> _Reading passage_
○ ○ ○

For Sara Miller Llana, looking into the fallout of an accident on a Saskatchewan highway, it meant being clear with would-be sources. 

“I thought it was very important to tell people exactly what I was working on,” she says on the Monitor’s “Why We Wrote This” podcast. Five years after the event, “it wasn’t a story about resilience, even though that is part of this, and it wasn’t a story about justice, even though that is part of this. It was really a story asking people to explore their own feelings and their own journey in this tragedy.”

Putting that out there meant being greeted with silence, she says. Sometimes with anger. The story plumbed complicated questions. What constitutes “enough” punishment for a driver who has showed remorse and served his sentence – but could now face deportation?

How to portray those who could not bring themselves to speak to her – let alone to forgive the driver? They sought to be understood, too. Forgiveness, with all of its nuance, became Sara’s prism. 

Without it, “I really don’t think it would’ve gotten to the heart of the struggle,” Sara says, noting that everyone in the world grapples with forgiveness. “I just really think it got us to a deeper place.”

Show notes

Here’s the main story that Sara and Clay discuss in this episode:

And here’s the essay that Sara wrote about the reporting: 

When Sara last appeared on “Why We Wrote This,” she explored a different value: 

You can find links to all of Sara’s stories at her staff bio page. And you can explore news through the lens of different values at the Monitor’s new News and Values hub

Sara was part of the reporting team on a recent story exploring compassion. Colleague Dominique Soguel appeared on this podcast to talk about that collaboration. Here’s that episode: 

Episode transcript

Clay Collins: Welcome to “Why We Wrote This.” I’m Clay Collins, with another episode of the Monitor podcast about how Monitor writers and editors approach their work. Sara Miller Llana, our Toronto-based Americas Bureau chief, last joined the show in mid-January. She joins us again this week. Welcome back, Sara!

○ ○ ○

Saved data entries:
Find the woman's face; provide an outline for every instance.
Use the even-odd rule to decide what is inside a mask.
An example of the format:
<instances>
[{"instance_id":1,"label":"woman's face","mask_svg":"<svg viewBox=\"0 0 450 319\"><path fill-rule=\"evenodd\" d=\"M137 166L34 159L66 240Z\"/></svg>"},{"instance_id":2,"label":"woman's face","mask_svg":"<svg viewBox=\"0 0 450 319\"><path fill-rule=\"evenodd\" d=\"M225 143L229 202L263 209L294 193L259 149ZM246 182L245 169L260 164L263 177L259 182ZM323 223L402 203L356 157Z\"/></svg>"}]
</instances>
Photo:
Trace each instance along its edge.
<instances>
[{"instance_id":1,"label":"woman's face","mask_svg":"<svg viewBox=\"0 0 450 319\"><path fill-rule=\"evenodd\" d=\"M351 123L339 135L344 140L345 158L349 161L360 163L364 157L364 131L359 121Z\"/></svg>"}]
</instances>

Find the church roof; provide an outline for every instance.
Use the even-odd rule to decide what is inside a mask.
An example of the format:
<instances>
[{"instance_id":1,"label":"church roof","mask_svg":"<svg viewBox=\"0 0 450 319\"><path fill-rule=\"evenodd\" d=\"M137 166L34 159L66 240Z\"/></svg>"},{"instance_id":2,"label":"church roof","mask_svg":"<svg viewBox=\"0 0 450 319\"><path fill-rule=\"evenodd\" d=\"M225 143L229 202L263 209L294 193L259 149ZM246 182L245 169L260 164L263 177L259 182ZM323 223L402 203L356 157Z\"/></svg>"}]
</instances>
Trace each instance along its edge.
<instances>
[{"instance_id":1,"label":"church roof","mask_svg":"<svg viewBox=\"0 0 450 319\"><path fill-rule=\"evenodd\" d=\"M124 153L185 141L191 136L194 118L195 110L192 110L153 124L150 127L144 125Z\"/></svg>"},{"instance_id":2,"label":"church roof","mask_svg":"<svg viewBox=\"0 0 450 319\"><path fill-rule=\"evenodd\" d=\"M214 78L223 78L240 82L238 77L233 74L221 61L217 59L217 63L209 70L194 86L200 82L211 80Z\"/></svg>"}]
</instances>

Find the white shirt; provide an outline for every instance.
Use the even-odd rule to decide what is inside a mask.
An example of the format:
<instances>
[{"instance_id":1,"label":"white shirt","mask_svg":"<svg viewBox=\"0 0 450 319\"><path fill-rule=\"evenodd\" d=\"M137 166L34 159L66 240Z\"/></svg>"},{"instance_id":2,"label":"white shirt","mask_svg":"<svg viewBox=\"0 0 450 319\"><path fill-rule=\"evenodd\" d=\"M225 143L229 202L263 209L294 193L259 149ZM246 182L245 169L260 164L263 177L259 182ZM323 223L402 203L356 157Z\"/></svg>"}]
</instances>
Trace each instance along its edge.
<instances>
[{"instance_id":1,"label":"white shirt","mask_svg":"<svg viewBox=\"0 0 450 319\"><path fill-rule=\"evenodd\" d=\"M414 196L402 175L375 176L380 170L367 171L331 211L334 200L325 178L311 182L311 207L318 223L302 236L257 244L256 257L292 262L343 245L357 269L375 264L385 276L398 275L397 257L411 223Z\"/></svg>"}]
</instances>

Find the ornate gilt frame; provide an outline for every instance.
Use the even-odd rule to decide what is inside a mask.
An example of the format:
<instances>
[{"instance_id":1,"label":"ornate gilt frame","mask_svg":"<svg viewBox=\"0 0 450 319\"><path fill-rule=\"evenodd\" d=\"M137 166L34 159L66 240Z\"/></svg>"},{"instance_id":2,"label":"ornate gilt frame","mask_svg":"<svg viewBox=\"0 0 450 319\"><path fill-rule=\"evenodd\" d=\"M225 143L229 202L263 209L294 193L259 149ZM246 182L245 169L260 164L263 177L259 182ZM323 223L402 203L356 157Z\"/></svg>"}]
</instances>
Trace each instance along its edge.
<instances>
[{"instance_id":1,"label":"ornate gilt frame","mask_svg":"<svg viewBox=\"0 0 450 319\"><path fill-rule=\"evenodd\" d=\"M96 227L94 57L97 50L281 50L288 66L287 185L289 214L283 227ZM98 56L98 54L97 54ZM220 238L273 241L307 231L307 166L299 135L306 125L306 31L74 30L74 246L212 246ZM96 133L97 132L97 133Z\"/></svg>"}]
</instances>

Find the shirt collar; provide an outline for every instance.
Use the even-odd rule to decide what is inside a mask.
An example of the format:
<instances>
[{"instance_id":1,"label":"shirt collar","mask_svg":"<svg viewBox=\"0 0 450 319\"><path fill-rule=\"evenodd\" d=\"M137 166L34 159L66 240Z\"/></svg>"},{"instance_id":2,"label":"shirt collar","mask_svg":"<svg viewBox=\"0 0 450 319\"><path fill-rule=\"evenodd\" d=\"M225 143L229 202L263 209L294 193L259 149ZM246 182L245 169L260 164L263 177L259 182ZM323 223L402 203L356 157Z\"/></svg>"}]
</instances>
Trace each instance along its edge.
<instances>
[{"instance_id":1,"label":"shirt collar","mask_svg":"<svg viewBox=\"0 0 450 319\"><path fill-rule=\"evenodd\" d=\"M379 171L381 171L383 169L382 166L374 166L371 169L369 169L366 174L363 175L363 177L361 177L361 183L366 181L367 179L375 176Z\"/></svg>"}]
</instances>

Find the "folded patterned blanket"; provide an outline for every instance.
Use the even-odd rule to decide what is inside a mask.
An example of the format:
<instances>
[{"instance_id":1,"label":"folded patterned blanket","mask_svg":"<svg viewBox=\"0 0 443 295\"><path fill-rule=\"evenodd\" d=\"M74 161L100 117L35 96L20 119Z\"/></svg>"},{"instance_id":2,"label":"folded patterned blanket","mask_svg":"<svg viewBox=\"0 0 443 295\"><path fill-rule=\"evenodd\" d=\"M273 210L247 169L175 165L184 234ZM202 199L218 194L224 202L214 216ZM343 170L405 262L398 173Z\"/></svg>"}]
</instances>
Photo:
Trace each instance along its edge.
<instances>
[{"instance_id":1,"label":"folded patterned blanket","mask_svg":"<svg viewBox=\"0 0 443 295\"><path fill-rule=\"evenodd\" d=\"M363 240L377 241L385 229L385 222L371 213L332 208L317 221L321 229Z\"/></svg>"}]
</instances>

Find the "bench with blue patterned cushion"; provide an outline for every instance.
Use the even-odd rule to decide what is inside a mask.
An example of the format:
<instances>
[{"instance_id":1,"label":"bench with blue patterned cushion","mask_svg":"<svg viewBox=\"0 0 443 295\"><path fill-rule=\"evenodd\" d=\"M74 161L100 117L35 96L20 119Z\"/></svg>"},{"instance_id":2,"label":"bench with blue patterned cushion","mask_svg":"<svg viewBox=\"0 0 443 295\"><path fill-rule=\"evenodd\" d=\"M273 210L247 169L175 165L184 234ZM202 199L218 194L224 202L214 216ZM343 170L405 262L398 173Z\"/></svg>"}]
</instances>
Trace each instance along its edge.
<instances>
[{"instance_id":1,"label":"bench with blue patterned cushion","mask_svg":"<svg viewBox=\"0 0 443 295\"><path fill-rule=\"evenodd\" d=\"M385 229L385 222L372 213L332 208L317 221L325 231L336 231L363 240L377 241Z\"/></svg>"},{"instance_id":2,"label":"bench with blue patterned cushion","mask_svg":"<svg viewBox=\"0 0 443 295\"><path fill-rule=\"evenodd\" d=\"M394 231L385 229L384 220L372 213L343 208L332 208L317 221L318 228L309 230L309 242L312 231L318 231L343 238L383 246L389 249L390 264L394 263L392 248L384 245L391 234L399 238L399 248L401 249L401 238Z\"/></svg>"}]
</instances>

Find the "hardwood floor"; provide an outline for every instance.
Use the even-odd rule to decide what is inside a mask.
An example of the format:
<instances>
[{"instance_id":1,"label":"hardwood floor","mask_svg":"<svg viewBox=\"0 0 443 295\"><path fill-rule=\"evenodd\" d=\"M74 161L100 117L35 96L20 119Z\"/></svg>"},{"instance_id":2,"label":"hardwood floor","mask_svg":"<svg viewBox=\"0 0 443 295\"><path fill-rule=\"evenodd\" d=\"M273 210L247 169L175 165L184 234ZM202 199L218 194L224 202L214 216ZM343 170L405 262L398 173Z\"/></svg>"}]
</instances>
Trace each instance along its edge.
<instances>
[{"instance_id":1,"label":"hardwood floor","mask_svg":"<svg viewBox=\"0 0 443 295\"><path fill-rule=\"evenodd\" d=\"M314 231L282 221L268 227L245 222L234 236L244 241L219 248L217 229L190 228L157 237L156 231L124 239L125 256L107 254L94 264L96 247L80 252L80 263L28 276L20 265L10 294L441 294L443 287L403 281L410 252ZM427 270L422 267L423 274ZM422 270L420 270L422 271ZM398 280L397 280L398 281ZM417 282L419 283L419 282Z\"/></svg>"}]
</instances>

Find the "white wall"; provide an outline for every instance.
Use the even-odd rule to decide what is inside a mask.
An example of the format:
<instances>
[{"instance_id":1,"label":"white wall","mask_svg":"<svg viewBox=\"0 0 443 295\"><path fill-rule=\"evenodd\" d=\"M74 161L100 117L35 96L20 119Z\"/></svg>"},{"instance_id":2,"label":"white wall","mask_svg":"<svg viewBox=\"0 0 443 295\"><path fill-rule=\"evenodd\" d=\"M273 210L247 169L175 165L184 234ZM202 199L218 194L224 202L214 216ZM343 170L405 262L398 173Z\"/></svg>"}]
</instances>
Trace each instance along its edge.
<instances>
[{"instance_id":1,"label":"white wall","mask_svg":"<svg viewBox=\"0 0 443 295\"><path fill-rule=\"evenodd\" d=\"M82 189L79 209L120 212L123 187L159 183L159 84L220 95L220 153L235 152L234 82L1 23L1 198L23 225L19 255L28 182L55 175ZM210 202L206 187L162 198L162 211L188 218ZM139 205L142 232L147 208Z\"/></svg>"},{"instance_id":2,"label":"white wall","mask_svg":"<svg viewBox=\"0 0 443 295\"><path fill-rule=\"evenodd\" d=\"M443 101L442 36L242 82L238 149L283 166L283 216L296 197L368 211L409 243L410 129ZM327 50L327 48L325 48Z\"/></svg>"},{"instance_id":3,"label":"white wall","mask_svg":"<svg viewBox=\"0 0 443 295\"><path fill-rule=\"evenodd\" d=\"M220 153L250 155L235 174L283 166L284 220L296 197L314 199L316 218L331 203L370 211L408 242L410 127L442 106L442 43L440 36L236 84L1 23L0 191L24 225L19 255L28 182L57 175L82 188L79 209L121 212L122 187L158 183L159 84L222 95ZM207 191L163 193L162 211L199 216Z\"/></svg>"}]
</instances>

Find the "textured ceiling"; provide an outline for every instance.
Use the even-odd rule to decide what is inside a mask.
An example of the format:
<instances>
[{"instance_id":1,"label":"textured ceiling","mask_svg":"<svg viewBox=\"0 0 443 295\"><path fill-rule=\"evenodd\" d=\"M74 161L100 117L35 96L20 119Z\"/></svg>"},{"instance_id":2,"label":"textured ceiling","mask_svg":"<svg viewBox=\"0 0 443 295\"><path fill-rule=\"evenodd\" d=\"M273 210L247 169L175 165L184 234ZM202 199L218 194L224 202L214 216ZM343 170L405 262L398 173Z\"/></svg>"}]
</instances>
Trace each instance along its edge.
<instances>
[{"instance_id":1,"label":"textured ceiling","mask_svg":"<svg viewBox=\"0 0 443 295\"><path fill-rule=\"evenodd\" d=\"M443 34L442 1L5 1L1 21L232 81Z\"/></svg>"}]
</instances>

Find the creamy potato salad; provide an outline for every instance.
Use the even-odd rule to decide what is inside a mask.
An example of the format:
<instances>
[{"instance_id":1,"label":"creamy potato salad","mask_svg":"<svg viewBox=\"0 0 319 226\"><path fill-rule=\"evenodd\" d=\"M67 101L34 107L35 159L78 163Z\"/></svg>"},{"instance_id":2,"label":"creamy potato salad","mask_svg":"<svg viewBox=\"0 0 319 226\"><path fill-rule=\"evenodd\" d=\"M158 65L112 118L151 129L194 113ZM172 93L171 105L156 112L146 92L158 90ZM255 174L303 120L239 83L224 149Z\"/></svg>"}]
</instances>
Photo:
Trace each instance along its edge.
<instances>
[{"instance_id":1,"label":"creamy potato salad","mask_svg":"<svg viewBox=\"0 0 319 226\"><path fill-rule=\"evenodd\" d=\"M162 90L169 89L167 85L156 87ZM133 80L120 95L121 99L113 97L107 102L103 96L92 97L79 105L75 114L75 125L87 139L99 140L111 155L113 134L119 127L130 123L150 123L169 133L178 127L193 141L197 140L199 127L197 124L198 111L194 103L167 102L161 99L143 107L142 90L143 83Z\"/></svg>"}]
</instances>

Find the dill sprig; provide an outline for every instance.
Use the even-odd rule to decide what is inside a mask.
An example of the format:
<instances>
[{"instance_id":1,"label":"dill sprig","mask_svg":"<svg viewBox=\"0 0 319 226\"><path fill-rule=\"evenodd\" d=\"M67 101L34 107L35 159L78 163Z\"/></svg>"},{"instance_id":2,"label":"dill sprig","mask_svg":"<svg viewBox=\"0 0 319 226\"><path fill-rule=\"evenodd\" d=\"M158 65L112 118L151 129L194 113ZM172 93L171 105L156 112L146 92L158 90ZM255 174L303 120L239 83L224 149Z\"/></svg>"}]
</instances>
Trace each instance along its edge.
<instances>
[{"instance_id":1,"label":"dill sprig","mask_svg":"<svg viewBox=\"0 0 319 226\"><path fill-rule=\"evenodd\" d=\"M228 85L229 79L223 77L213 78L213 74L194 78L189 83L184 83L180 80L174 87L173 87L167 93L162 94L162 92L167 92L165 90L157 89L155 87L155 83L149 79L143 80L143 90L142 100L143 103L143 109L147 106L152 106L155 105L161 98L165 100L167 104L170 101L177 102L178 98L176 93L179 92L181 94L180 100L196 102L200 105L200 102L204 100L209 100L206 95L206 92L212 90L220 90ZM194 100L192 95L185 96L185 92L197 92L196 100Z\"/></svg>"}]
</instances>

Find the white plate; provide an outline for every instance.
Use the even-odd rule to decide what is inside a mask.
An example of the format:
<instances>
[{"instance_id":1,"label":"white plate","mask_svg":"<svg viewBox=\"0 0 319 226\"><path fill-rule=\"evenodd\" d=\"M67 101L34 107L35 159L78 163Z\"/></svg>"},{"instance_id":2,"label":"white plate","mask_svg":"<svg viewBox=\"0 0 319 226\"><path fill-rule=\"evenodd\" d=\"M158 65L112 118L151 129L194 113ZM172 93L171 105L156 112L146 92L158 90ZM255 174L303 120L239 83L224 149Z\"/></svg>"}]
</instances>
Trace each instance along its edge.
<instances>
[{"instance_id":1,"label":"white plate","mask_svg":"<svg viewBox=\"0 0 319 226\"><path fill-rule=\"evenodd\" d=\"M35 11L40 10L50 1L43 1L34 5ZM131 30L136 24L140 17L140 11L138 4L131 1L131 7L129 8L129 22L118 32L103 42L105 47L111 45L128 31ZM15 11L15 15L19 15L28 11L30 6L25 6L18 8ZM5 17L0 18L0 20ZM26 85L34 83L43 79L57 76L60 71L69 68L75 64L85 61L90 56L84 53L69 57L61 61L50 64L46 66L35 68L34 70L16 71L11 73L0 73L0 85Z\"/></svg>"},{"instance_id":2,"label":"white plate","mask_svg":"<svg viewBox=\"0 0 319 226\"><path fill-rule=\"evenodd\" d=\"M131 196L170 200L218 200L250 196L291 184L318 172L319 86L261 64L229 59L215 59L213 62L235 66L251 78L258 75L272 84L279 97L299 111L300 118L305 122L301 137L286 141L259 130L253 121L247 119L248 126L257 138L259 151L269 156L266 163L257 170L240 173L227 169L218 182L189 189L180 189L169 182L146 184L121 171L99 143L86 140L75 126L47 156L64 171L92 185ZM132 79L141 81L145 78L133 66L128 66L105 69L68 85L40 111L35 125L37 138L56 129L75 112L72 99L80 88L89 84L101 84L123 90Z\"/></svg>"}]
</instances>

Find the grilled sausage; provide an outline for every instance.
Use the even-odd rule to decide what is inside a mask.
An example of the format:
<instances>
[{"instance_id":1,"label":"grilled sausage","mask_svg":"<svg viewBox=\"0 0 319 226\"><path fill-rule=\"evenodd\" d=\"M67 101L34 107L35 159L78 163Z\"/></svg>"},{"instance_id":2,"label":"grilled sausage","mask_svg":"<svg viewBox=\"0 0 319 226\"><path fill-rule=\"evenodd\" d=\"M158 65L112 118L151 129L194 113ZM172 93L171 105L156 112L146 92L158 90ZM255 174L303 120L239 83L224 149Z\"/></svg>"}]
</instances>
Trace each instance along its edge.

○ ○ ○

> _Required tasks_
A - According to the podcast write-up, what became Sara's prism for the story?
B - Copy the records word for word, starting with the line that contains "Find the grilled" and continuing through the last line of the records.
The records are unrelated to the podcast write-up.

> _In response_
A - Forgiveness, with all of its nuance.

B -
Find the grilled sausage; provide an outline for every instance.
Use the even-odd rule to decide what is inside a mask.
An example of the format:
<instances>
[{"instance_id":1,"label":"grilled sausage","mask_svg":"<svg viewBox=\"0 0 319 226\"><path fill-rule=\"evenodd\" d=\"M67 101L34 107L35 159L78 163Z\"/></svg>"},{"instance_id":2,"label":"grilled sausage","mask_svg":"<svg viewBox=\"0 0 319 226\"><path fill-rule=\"evenodd\" d=\"M158 65L112 118L151 129L194 113ZM172 93L171 105L156 112L146 92L158 90ZM255 174L303 120L239 83L224 149Z\"/></svg>"}]
</instances>
Trace each instance along its edge.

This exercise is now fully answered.